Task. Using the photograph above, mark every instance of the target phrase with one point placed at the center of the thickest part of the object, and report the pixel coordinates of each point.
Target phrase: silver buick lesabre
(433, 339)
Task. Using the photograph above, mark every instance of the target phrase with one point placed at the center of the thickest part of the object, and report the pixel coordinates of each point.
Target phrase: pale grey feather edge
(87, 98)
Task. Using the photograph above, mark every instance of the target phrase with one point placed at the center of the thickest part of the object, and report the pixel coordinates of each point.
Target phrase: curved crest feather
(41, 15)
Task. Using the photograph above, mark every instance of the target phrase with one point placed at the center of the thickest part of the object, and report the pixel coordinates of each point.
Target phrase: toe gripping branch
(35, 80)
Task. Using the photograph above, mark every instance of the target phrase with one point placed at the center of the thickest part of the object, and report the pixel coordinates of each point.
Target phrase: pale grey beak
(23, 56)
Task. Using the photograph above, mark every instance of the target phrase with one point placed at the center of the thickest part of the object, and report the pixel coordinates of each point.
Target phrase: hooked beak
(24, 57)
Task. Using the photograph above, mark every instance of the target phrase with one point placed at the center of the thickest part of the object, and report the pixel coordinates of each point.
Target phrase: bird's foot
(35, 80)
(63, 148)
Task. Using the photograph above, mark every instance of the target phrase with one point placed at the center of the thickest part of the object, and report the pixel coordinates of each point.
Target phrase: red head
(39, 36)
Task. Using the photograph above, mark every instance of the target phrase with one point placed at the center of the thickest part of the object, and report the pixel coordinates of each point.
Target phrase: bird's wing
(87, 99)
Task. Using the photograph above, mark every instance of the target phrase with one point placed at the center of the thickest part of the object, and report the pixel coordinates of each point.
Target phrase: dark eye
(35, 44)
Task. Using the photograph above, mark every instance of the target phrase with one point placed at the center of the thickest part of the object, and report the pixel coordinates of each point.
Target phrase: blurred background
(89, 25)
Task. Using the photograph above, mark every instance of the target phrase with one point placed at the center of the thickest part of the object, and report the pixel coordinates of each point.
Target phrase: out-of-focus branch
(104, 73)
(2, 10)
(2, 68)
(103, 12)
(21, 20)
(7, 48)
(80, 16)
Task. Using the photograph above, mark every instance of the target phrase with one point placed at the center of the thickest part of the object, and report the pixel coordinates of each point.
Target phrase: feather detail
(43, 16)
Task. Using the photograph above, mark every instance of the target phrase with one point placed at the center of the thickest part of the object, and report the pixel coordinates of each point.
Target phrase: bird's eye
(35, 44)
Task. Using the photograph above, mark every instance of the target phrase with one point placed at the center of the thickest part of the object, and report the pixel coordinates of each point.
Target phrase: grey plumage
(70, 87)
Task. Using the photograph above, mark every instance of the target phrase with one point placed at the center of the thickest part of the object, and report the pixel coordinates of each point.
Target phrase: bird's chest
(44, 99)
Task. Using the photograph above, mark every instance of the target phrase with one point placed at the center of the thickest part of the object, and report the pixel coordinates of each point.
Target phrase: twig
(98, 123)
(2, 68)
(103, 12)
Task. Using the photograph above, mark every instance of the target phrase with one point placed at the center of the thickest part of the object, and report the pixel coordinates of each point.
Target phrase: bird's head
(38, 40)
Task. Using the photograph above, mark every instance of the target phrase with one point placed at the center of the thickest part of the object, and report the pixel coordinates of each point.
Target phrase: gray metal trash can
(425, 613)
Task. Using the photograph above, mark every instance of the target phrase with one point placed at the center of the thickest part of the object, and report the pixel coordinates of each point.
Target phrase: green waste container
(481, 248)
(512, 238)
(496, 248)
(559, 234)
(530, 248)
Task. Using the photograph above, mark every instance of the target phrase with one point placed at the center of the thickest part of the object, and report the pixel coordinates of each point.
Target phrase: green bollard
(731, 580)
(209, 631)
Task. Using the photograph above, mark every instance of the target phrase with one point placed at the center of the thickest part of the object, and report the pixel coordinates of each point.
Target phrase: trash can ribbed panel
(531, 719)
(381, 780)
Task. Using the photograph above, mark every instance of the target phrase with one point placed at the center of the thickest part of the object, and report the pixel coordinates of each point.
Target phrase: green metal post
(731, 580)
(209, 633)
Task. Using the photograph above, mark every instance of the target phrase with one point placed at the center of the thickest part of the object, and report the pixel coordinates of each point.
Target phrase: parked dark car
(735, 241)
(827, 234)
* * *
■ **What the task requires**
None of the records may be skipped; each is to be repeated exactly.

■ **Solution to this problem**
Task. Using the photograph above, mark every instance of the target phrase with one point placed at the center of the thickest part of the object, and report the pixel coordinates of each point.
Target phrase: silver buick lesabre
(433, 339)
Task. Using the photograph above, mark every instance of the target phrase with one point placed at the center of the thickest part of the object, and report the pixel coordinates of each point.
Target phrase: pale grey feather edge
(87, 98)
Task. Using the photograph above, mark every instance of the target phrase with one point placed at the center of the thickest part of the object, and report the pixel coordinates of each point.
Target phrase: curved crest feather
(41, 15)
Task. Using the photograph above, mark every instance of the target phrase with one point placed at the center of the thickest part of the object, and report the pixel coordinates of each point.
Target phrase: toe gripping branch
(35, 80)
Task. Using the photograph above, mark every instance of the target phrase with one point placed at the center of the thickest part of the object, and report the pixel coordinates of each point.
Target phrase: pale grey beak
(23, 56)
Task. Using the photograph above, mark every instance of the target phrase with one point placed at the center of the thickest part of the object, and report the pixel coordinates of each point.
Target phrase: hooked beak
(24, 57)
Task. Using the photograph above, mark every instance of the target phrase with one point placed at the center of the thickest part of the object, and report the pixel coordinates of each point.
Target phrase: bird's foot
(35, 80)
(63, 148)
Task. Using the photograph above, mark every instance of the target phrase with one point placed at the center of the thickest part of the object, and report the pixel coordinates of each point.
Target phrase: red head
(39, 36)
Task. Using the photograph above, mark every instance of the target phrase with one point placed at the center of the thickest part of the object, and report the pixel coordinates of each point.
Target phrase: bird's wing
(87, 99)
Task. Using the photograph above, mark every instance of the target phrase with one point placed at the center of the thickest part of the object, and report the pixel coordinates of each point.
Target phrase: dark eye
(35, 44)
Task. Using the photograph above, mark every instance of the target phrase with one point placed at the center of the thickest part of the object, and report the pixel coordinates of each point.
Target phrase: blurred background
(89, 25)
Task. Using the photograph above, mark every instance of the target phrase with one point placed at the center of the thickest part of the object, and report the pixel coordinates of each point.
Target phrase: out-of-focus branch
(104, 73)
(2, 10)
(2, 68)
(103, 12)
(21, 20)
(7, 48)
(80, 16)
Task. Using the photograph above, mark every instance of the target phrase with one point placed at the center of the thickest part of the object, and report the pixel coordinates of each point.
Target phrase: feather detail
(43, 16)
Task. Using the photograph above, mark every instance of the target phrase with one point placed at the center of the thickest part of the object, and report the pixel coordinates of each point.
Target phrase: bird's eye
(35, 44)
Task. Using the photograph above, mark every instance of the target phrase with one point placed at the center of the thickest part of the object, and report the pixel coordinates of each point.
Target phrase: grey plumage
(70, 87)
Task. Using the photograph above, mark every instance of the target phrase with one point placed at the center of the thickest part of the object, and report the pixel coordinates of each point.
Target phrase: bird's chest
(44, 99)
Task. Using the photograph above, mark every instance of the target phrase with one point placed at the center of the thickest part of the object, and report the pixel coordinates of each point.
Target phrase: twig
(98, 123)
(2, 68)
(103, 12)
Task. Using the photograph above, mark every instance of the target phrase with one point placed at the center of the thickest part of the object, and report the pixel coordinates of each point.
Target phrase: bird's head
(38, 40)
Task. Using the photograph above, mark every instance of the target phrase with one point placed at the center of the thickest part of the object, and report the pixel coordinates of each point.
Target phrase: gray metal trash can
(425, 613)
Task. Using the photograph above, mark every instance of the target phrase with one point placed at the center of the thickest part of the object, and report the pixel coordinates of each point.
Target phrase: green waste container
(481, 248)
(512, 238)
(496, 248)
(559, 234)
(530, 248)
Task. Using the photograph above, mark every instance of the target phrase with one point placed at the center of the thickest part of the object, and report the pixel coordinates of each point.
Target phrase: green bollard
(731, 580)
(209, 631)
Task. Using the photograph above, mark every instance of the target phrase with one point placed at the center of the thickest part of the object, and report the pixel coordinates of each point.
Target phrase: trash can ribbed panel
(531, 719)
(381, 780)
Task. Using the photograph above, mark every instance of the target phrase with one point placed at the center of the thickest part of the object, and report the pixel coordinates of each point.
Target phrase: green metal post
(731, 580)
(209, 633)
Task. Using the photograph above, mark every instance of the target phrase with one point placed at the center of the thickest part of the object, and report the pixel coordinates of each point.
Target phrase: parked dark car
(735, 241)
(827, 234)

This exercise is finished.